YOUR OBJECTIVE
Could you copy out, word for word, the part of the material that opens with the line containing "Mark the church" and closes with the line containing "Target: church dome", with nothing else?

MATERIAL FOR THIS EXERCISE
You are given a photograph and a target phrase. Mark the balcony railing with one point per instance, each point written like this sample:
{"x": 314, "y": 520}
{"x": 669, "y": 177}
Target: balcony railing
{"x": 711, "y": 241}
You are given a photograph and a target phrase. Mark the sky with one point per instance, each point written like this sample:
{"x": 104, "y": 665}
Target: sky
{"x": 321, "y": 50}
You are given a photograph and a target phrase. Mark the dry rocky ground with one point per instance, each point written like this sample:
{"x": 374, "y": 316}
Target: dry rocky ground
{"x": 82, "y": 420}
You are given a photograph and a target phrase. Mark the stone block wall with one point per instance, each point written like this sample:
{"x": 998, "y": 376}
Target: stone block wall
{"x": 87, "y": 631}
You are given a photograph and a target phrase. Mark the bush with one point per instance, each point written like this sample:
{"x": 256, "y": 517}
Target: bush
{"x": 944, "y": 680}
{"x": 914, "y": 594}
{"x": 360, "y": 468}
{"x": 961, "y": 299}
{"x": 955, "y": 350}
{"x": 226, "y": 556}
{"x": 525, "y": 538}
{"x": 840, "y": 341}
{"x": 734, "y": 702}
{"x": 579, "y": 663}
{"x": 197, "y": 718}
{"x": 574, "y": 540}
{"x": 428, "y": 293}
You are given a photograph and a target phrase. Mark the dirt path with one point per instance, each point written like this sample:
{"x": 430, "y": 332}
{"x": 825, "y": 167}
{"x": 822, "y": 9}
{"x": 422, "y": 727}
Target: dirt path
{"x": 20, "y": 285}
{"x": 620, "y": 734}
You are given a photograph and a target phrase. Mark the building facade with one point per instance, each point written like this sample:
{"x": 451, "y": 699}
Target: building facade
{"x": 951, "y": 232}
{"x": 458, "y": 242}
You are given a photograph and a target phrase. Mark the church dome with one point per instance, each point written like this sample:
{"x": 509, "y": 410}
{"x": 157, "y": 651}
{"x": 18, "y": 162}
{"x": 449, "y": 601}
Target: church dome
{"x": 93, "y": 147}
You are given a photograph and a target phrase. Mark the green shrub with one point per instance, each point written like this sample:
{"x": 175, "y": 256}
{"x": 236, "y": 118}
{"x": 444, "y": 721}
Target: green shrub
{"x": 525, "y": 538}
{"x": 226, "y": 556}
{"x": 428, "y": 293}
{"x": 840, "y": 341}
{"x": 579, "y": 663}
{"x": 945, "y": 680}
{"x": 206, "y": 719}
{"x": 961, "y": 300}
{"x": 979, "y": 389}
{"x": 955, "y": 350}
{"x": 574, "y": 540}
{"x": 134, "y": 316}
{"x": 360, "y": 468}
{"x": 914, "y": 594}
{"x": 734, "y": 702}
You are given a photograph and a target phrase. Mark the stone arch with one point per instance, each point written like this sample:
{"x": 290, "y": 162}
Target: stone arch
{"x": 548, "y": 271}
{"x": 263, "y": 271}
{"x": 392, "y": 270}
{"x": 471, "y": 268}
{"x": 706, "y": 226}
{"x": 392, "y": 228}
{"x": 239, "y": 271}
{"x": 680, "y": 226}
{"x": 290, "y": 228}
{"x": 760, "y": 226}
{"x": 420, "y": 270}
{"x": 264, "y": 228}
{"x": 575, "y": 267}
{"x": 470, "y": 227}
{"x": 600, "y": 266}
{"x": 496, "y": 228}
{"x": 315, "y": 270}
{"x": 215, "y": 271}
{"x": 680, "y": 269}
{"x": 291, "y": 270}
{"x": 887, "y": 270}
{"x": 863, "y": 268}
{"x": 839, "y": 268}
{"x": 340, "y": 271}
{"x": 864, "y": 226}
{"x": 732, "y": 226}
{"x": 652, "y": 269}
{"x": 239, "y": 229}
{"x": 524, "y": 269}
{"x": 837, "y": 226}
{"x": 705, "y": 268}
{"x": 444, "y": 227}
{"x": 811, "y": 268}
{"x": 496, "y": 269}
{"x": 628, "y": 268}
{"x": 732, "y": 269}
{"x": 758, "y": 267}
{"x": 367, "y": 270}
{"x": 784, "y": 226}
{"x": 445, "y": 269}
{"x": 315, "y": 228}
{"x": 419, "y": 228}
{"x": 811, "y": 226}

SOLUTION FOR THIS PROBLEM
You are given a photograph and a target phrase. Mark the church dome with one point per instance, each point written like this sample:
{"x": 509, "y": 410}
{"x": 157, "y": 651}
{"x": 18, "y": 162}
{"x": 449, "y": 601}
Target: church dome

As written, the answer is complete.